■ **Ausgewählter Text**:
┄┄┄┄┄┄┄┄┄┄┄┄┄┄┄┄┄┄┄┄
08. Februar 2014


Wie sicher sind sichere Anlagen wirklich?

Tagesgeld, deutsche Staatsanleihen und Betongold gelten gemeinhin als besonders sichere Anlagen, während Aktien die Unseriosität in Person sind.

Einspruch, Euer Ehren!

Die klassische Risikobetrachtung bezieht einen Punkt nicht ein: Wie gut lässt sich eine Investition enteignen?

Spareinlagen

Bis jetzt war das Thema Enteignung irrelevant, aber die Zypernkrise hat gezeigt: Sparkonten sind nicht mehr sakrosankt, man kann die Sparer zur Bankenrettung heranziehen, ohne dass die Welt aufhört sich zu drehen.
Zypern ist weit weg, das waren doch nur russische Oligarchengelder und auf 100.000 Euro komme ich doch nie. Betrifft mich nicht.
Nicht so schnell, junger Padawan!
┄┄┄┄┄┄┄┄┄┄┄┄┄┄┄┄┄┄┄┄
■ **Kurze Aufgabe A**: Welche Krise hat laut dem Text über sichere Anlagen gezeigt, dass Sparkonten nicht mehr sakrosankt sind?
■ **Kurze Aufgabe B**: Führen Sie den Text über sichere Anlagen im Anschluss an den Satz „Nicht so schnell, junger Padawan!“ weiter.
Die Zeilen stammen aus einer anderen Quelle als der Text über sichere Anlagen.

■ **Extrahiertes Material**:
┄┄┄┄┄┄┄┄┄┄┄┄┄┄┄┄┄┄┄┄
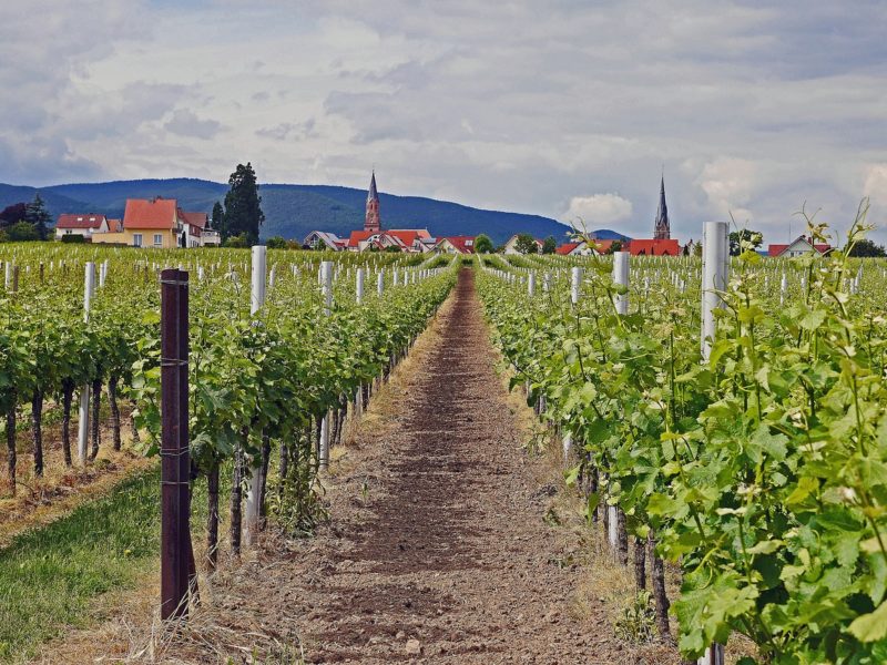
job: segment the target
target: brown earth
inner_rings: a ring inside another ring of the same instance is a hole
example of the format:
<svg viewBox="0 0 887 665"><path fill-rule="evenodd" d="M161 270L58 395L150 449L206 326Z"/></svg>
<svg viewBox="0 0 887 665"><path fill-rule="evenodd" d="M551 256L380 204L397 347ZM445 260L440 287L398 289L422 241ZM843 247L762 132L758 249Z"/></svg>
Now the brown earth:
<svg viewBox="0 0 887 665"><path fill-rule="evenodd" d="M531 411L497 358L463 270L338 449L328 526L302 541L269 533L202 580L174 636L140 626L144 603L130 603L44 662L677 662L672 647L614 636L630 573L601 555L558 462L523 449Z"/></svg>

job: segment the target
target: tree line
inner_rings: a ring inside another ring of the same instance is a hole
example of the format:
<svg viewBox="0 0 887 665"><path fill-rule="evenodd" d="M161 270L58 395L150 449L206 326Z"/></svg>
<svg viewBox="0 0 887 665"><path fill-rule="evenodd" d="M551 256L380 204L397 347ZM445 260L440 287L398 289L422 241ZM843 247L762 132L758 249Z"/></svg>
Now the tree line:
<svg viewBox="0 0 887 665"><path fill-rule="evenodd" d="M0 243L49 239L52 215L38 192L31 203L13 203L0 211Z"/></svg>

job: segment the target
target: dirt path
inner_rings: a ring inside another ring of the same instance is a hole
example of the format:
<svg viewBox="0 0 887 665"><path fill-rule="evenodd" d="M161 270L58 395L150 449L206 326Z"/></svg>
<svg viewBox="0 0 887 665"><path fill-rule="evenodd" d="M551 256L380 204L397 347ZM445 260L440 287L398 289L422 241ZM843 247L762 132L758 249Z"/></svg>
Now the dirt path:
<svg viewBox="0 0 887 665"><path fill-rule="evenodd" d="M471 272L443 316L400 427L380 442L366 507L336 515L340 539L306 603L308 659L612 663L592 657L589 625L570 616L575 573L550 563L561 543L543 521L548 497L520 450Z"/></svg>

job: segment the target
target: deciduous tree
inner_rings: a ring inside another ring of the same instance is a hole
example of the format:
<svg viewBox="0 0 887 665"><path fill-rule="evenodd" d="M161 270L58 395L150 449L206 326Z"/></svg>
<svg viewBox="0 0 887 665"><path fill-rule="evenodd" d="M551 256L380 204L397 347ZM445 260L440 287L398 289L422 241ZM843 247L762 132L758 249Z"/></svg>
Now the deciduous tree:
<svg viewBox="0 0 887 665"><path fill-rule="evenodd" d="M518 234L518 239L514 242L514 249L521 254L539 254L539 245L536 238L529 233Z"/></svg>

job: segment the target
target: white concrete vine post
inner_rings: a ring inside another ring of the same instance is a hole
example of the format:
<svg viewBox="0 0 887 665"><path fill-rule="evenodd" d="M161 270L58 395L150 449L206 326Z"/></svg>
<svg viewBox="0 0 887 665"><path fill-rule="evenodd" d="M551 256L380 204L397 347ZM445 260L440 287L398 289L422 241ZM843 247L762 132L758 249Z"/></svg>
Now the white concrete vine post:
<svg viewBox="0 0 887 665"><path fill-rule="evenodd" d="M324 294L324 315L333 313L333 262L320 264L320 288ZM320 469L329 466L329 411L320 421Z"/></svg>
<svg viewBox="0 0 887 665"><path fill-rule="evenodd" d="M721 293L730 279L730 228L726 222L706 222L702 233L702 361L707 362L716 327L714 310L724 307ZM785 284L785 275L783 275ZM712 644L697 665L724 665L724 645Z"/></svg>
<svg viewBox="0 0 887 665"><path fill-rule="evenodd" d="M86 263L86 270L83 277L83 323L90 320L90 305L95 295L95 264ZM80 463L86 466L86 444L90 431L90 385L85 383L80 388L80 409L77 428L77 454Z"/></svg>
<svg viewBox="0 0 887 665"><path fill-rule="evenodd" d="M252 280L249 287L249 315L255 316L265 305L265 274L267 267L267 247L253 247ZM259 493L262 491L262 457L255 456L246 470L249 474L249 489L246 493L246 511L244 519L244 540L254 545L258 535Z"/></svg>

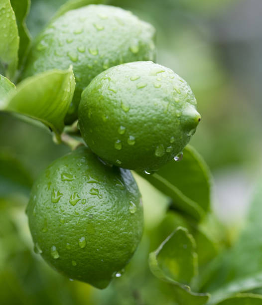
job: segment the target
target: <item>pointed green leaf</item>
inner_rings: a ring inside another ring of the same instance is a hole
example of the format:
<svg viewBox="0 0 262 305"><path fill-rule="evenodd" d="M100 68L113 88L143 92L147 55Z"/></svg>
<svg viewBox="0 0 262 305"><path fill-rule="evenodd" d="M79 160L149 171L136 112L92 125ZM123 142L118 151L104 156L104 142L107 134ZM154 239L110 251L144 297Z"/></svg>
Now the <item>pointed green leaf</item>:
┄┄┄┄┄┄┄┄┄┄┄┄┄┄┄┄┄┄┄┄
■ **Richtige Antwort A**: Die Zypernkrise.

■ **Richtige Antwort B**:
Die 100.000 Euro sind kein Naturgesetz, sondern am Verhandlungstisch entstanden. Aktuell schützt die gesetzliche Einlagensicherung 100.000 Euro pro Sparer und Konto. Gesetze lassen sich ändern. Was spricht dagegen, nur noch 100.000 Euro pro Sparer abzusichern? Sollte die Lage vollends verzweifelt werden, lässt sich die Einlagensicherung auch auf Null zurückfahren. Eine Regierung kann per Ordre de Mufti Konten einfrieren und sämtliche Beträge, die größer als eine bestimmte Summe X sind, einziehen. Wenn so eine Aktion zügig und entschlossen durchgeführt wird, ist der Schaden begrenzt.
Das geht natürlich auch mit Wertpapier-Depots. Aber der Staat hat Schulden, die er loswerden will, er braucht Geld, keine Aktien. Aktien müssen erst noch verkauft werden. Welche Summen dabei erlöst werden, ist nicht planbar. Es ist zu erwarten, dass die Kurse massiv in den Keller gehen, wenn der Staat die enteigneten Aktien-Pakete auf den Markt wirft. Werden die Aktien dosiert und kursverträglich in den Markt gegeben, bedeutet das: Nichts mehr mit Handstreich, sondern schlechte Presse über Monate. Außerdem: Es gibt viel mehr Sparer als Aktionäre. Sparer sind ergiebiger als Aktionäre.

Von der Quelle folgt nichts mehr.